Start of Supplied passage

6. Data Loading and Tokenization

[ ]:
# Build dataset via Byte_Pert_Data
seed = 2024
bs_train = 32
bs_test = bs_train * 2

# Load preprocessed pert_data object
import pickle
pert_data = pickle.load(open(data_dir / pert_data_version, 'rb'))
# pert_data = pickle.load(open("/nfs/public/lichen/results/single_cell_perturbation/perturbation_drug/data/L1000_phase1/pert_data_v1.pkl", 'rb'))

# Set var_genes
pert_data.var_genes = pert_data.adata_split.var_names

# Build X-Pert training datasets
# Note: get_Data_scgpt needs to be adapted for drug format with split_col
pert_data.get_Data_scgpt_2(
    num_de_genes=pert_data.num_de_genes,
    dataset_name=['train', 'test', 'val'],
    add_control=add_control,
    split_col=split_col,  # Drug datasets use specific split columns
    pert_flag_mode=pert_flag_mode,  # For drug-gene interaction matrix
    drug_embed_dir=drug_embed_dir,
)

100%|██████████| 101775/101775 [09:15<00:00, 183.18it/s]
100%|██████████| 26950/26950 [02:32<00:00, 176.48it/s]
0it [00:00, ?it/s]
========== get Data_scGPT finished!
[8]:

# Set adata pert_data.adata = pert_data.adata_split pert_data.adata.var["gene_name"] = pert_data.adata.var_names # DataLoaders trainloader, testloader, valloader = pert_data.get_dataloader( mode='all', bs_train=int(bs_train)*len(device_ids), bs_test=int(bs_test)*len(device_ids) )

[9]:
len(trainloader), len(testloader), len(valloader)
[9]:
(4029, 530, 0)
[10]:
len(pert_data.dataloader["train_loader"]), len(pert_data.dataloader["val_loader"]), len(pert_data.dataloader["test_loader"])
[10]:
(4029, 530, 530)

7. Drug Embeddings and Vocabulary

[11]:
# Load drug embeddings based on drug_embed_mode
if drug_embed_mode == 'grover':
    pert_embed = pd.read_csv(drug_embed_dir / 'embed_grover.csv', sep=',', index_col=0)
elif drug_embed_mode == 'rdkit':
    pert_embed = pd.read_csv(drug_embed_dir / 'embed_rdkit.csv', sep=',', index_col=0)
elif drug_embed_mode == 'morgan':
    pert_embed = pd.read_csv(drug_embed_dir / 'embed_morgan.csv', sep=',', index_col=0)
elif drug_embed_mode == 'ecfp':
    pert_embed = pd.read_csv(drug_embed_dir / 'embed_ecfp.csv', sep=',', index_col=0)

End of Supplied passage
Start of Excerpted records

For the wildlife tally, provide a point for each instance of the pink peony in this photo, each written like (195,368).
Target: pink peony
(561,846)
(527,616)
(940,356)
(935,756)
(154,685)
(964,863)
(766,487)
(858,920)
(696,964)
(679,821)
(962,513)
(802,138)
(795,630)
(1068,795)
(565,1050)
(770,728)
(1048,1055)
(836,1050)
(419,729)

End of Excerpted records

• **Instructions to follow**: Transcribe the stretch of the notebook excerpt from "100%|██████████| 101775/101775 [09:15<00:00, 183.18it/s]" through "(4029, 530, 0)".

• **Response to this exercise**:
100%|██████████| 101775/101775 [09:15<00:00, 183.18it/s]
100%|██████████| 26950/26950 [02:32<00:00, 176.48it/s]
0it [00:00, ?it/s]
========== get Data_scGPT finished!
[8]:

# Set adata pert_data.adata = pert_data.adata_split pert_data.adata.var["gene_name"] = pert_data.adata.var_names # DataLoaders trainloader, testloader, valloader = pert_data.get_dataloader( mode='all', bs_train=int(bs_train)*len(device_ids), bs_test=int(bs_test)*len(device_ids) )

[9]:
len(trainloader), len(testloader), len(valloader)
[9]:
(4029, 530, 0)